* **EXERCICES**
1. Recopiez le passage de l'article sur Montpellier Danse qui s'ouvre sur les mots contenant « En 1933, Brecht » et se ferme sur « au rêve américain. », en remplaçant « Allemagne nazie » par « Allemagne hitlérienne ».
2. Répondez, s'il vous plaît, à ces questions sur l'article sur Montpellier Danse :
(a) Quelle compagnie Pontus Lidberg dirige-t-il aujourd'hui ?
(b) En quelle année Brecht fuit-il l'Allemagne nazie ?
(c) Dans quel but les deux sœurs traversent-elles les États-Unis ?

* **TEXTE FOURNI**

★ ★ ★ ★

Le grand spectacle d’ouverture de Montpellier Danse a dialogué avec le monde d’il y a un siècle. 

Pontus Lidberg est un chorégraphe à suivre, puisqu’abondamment sur les routes. Nous avons croisé ses créations à l’Opéra de Paris [lire notre critique], au Temps d’aimer à Biarritz [lire notre critique], aux Ballets de Monte Carlo [lire notre critique], au Ballet du Grand Théâtre de Genève [lire notre critique]…  Anciennement interprète dans des ensembles de premier plan, de Monte Carlo à Vienne, du New York City Ballet à Beijing, il dirige aujourd’hui le Danish Dance Theatre et est également réalisateur de films. A Montpellier Danse, il vient de créer une pièce brève, Roaring Twenties, qui complète de manière très circonstanciée sa mise en scène (en collaboration avec Patrick Kinmonth) des Sept Péchés Capitaux  de Bertold Brecht et Kurt Weill, avec les danseurs du Danish Dance Theatre, les chanteurs du Royal Danish Opera et dans la fosse du Corum, l’Orchestre national Montpellier Occitanie. 

Brecht et Weill sur les routes de l’exil

En 1933, Brecht fuit l’Allemagne nazie. En route pour les Etats-Unis, il s’arrête à Paris et écrit, avec Kurt Weill, ce Ballet chanté, à la fois un défi par rapport aux formes scéniques établies et un regard à la fois amusé et désabusé sur le système capitaliste. Sans doute une façon d’appréhender leur propre exil à venir et une façon de s’interroger sur les racines des idéologies totalitaires qui éclosent sur fond de valeurs matérialistes, de pauvreté et de manipulation des masses populaires. Les péchés capitaux du capitalisme (l’homophonie suggérant un double sens ne fonctionne que dans la traduction française) et des petits-bourgeois ne sont pas définis par rapport à une loi divine, mais comme manières de faillir face au rêve américain. 

Galerie photo © Laurent Philippe 

Le périple des deux sœurs, Anna I (la chanteuse) et Anna II (la danseuse), qui doivent traverser les Etats-Unis pour gagner l’argent nécessaire à la construction d’une maison pour leurs parents répond évidemment aux modèles classiques du voyage initiatique et du conte de fées, sur le mode d’une ironie féroce. Remonter ce Ballet chanté est aujourd’hui une idée plus pertinente que jamais, tellement les époques se ressemblent dans leurs impasses et la montée des totalitarismes. On ne parlera pas tant de la perspective concrète de la guerre, la production ayant débuté avant l’invasion de l’Ukraine par l’armée russe. Mais le grondement lointain est présent, forcément.

★ ★ ★ ★

* **LIGNES DE DONNÉES**
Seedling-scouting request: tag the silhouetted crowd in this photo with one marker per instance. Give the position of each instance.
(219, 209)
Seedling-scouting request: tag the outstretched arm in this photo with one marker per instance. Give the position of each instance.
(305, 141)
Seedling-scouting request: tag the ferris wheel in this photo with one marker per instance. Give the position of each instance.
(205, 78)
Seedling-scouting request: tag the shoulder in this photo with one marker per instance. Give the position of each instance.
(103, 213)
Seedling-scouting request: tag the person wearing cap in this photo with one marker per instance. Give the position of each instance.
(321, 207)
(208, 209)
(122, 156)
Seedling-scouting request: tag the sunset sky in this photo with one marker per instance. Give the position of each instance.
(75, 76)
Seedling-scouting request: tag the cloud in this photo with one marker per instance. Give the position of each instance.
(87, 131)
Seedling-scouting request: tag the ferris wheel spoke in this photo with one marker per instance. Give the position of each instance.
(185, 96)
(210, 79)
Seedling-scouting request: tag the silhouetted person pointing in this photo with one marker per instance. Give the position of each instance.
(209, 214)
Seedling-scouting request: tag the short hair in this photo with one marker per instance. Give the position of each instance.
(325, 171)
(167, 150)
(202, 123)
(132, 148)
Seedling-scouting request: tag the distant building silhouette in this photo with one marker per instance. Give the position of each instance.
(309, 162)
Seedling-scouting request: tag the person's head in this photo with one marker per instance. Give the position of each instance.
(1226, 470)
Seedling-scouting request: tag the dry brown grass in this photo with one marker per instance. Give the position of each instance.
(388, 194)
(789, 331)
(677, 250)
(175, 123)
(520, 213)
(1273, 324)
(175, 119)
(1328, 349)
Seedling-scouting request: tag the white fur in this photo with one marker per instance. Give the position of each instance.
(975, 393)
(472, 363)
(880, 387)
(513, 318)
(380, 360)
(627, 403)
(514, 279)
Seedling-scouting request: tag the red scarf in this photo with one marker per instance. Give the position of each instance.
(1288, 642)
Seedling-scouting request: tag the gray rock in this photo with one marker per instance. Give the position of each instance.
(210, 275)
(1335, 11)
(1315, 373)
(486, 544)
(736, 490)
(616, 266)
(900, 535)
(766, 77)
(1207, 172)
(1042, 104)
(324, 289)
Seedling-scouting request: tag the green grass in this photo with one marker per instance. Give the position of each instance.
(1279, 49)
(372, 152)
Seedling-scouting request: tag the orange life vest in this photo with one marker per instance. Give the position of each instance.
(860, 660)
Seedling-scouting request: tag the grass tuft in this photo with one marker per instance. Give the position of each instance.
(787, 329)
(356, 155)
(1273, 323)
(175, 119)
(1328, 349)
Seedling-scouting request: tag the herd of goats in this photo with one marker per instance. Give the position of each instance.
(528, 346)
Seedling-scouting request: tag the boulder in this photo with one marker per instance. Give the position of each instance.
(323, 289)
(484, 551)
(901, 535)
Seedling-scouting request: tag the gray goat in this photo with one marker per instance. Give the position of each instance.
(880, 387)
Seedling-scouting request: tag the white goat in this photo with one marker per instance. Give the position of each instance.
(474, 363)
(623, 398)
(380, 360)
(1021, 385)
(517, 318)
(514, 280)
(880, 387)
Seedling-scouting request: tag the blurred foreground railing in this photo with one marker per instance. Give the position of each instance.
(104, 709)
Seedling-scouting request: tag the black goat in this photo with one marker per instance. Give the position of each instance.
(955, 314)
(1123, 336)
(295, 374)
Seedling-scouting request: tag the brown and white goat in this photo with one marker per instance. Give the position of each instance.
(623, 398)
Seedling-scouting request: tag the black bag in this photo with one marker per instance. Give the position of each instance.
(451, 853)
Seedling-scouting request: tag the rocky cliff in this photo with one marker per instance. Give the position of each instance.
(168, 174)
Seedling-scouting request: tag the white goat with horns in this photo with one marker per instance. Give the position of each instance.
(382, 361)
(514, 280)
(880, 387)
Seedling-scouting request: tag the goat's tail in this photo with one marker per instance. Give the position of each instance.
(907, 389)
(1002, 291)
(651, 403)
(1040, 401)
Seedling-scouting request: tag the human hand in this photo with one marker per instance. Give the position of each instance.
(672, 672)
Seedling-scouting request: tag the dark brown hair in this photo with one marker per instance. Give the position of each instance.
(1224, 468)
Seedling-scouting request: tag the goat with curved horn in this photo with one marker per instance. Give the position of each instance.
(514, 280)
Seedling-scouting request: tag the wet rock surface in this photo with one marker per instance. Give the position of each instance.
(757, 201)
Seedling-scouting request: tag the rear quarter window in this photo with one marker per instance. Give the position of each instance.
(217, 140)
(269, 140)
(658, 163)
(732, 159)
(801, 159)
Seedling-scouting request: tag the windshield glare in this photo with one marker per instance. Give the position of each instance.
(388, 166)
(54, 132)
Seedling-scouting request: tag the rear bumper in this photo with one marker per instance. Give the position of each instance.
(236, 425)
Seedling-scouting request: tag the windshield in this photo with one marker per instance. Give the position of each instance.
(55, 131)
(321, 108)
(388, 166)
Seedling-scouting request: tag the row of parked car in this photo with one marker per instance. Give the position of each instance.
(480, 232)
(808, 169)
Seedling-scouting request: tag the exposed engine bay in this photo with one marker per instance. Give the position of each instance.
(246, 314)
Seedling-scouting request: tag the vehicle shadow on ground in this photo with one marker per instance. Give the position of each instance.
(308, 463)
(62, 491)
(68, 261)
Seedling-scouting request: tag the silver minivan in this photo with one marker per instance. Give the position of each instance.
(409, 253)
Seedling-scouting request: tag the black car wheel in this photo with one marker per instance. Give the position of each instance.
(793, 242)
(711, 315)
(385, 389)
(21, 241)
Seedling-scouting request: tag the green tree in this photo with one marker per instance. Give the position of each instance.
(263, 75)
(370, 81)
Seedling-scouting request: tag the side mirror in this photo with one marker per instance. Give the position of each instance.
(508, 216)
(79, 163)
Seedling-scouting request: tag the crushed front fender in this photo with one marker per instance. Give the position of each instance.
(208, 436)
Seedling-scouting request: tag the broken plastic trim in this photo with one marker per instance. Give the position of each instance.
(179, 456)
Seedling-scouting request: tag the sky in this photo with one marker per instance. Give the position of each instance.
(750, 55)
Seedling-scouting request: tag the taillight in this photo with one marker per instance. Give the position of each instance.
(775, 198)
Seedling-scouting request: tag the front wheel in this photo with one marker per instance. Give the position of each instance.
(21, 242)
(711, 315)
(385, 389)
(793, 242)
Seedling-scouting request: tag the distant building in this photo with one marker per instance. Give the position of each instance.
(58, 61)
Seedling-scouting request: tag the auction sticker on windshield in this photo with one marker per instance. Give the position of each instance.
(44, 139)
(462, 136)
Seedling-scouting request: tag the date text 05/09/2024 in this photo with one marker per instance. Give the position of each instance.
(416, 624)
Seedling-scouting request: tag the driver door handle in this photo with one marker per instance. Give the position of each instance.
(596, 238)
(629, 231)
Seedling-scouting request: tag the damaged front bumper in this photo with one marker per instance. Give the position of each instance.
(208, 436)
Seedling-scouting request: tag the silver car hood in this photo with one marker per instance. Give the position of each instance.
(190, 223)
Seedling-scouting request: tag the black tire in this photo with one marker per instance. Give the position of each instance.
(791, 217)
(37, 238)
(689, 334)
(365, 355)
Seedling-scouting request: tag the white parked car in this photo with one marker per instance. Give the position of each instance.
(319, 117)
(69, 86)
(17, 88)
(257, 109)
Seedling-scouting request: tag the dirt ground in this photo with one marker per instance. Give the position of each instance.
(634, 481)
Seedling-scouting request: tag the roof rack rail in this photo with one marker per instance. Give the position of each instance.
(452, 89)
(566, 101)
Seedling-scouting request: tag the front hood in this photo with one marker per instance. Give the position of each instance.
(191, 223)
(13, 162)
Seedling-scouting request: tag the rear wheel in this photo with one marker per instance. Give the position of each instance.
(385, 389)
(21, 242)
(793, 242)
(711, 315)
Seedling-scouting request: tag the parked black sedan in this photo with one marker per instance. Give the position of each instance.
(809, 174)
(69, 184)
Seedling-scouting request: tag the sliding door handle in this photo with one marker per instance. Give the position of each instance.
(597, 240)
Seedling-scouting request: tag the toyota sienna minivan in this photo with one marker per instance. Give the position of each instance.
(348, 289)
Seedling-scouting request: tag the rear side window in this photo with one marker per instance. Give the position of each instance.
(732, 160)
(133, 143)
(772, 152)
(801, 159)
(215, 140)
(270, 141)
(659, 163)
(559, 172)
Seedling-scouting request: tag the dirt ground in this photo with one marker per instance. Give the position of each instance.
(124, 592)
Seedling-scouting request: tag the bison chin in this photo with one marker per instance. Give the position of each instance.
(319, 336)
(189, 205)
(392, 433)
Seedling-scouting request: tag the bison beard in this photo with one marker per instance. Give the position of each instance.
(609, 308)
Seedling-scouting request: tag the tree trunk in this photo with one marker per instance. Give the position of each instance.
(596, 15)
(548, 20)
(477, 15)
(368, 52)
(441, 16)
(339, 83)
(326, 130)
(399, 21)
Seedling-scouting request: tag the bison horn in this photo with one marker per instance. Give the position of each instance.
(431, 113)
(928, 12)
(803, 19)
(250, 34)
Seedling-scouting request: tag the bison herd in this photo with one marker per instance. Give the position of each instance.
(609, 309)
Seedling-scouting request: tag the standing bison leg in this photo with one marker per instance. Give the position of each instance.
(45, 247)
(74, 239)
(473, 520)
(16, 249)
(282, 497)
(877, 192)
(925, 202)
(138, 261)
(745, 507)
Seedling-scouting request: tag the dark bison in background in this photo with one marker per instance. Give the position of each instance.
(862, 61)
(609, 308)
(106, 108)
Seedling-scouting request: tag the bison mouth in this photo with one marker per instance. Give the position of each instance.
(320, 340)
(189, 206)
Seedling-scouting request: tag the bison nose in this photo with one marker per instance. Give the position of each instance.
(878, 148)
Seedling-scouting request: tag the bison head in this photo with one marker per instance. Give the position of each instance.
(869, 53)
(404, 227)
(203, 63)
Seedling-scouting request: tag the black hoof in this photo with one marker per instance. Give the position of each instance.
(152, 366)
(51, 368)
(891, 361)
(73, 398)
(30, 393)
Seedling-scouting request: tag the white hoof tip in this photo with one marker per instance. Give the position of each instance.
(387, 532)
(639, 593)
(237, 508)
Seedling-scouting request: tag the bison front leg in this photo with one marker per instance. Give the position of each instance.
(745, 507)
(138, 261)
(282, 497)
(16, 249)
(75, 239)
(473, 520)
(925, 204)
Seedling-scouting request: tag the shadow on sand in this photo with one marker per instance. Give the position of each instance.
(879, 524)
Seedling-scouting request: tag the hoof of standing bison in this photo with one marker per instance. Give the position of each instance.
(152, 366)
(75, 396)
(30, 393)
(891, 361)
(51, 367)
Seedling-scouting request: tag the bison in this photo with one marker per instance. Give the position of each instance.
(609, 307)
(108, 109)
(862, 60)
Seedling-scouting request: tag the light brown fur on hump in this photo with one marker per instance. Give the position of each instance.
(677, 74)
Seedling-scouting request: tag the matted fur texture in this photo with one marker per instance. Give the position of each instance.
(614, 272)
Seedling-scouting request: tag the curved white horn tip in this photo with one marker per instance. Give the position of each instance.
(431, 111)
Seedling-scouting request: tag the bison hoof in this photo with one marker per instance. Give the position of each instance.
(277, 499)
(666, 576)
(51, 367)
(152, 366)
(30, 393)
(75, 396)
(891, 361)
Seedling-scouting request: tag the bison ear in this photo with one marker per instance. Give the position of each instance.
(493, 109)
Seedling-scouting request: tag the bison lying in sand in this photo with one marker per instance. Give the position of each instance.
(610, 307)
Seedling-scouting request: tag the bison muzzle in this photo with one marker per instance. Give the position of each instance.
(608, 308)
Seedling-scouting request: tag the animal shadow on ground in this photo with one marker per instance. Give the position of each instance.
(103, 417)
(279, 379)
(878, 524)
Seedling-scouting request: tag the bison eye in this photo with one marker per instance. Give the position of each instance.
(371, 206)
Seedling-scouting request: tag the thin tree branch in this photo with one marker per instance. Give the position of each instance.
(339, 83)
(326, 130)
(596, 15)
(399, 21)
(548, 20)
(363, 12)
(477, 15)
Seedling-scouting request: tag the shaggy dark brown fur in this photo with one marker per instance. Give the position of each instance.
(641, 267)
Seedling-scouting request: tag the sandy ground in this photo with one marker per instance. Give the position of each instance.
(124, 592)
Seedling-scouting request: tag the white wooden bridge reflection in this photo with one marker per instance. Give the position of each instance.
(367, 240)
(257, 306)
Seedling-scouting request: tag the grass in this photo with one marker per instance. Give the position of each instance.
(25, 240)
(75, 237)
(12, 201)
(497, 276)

★ ★ ★ ★

* **RÉSULTATS**
1.
En 1933, Brecht fuit l’Allemagne hitlérienne. En route pour les Etats-Unis, il s’arrête à Paris et écrit, avec Kurt Weill, ce Ballet chanté, à la fois un défi par rapport aux formes scéniques établies et un regard à la fois amusé et désabusé sur le système capitaliste. Sans doute une façon d’appréhender leur propre exil à venir et une façon de s’interroger sur les racines des idéologies totalitaires qui éclosent sur fond de valeurs matérialistes, de pauvreté et de manipulation des masses populaires. Les péchés capitaux du capitalisme (l’homophonie suggérant un double sens ne fonctionne que dans la traduction française) et des petits-bourgeois ne sont pas définis par rapport à une loi divine, mais comme manières de faillir face au rêve américain.

2.
(a) Le Danish Dance Theatre.
(b) En 1933.
(c) Pour gagner l'argent nécessaire à la construction d'une maison pour leurs parents.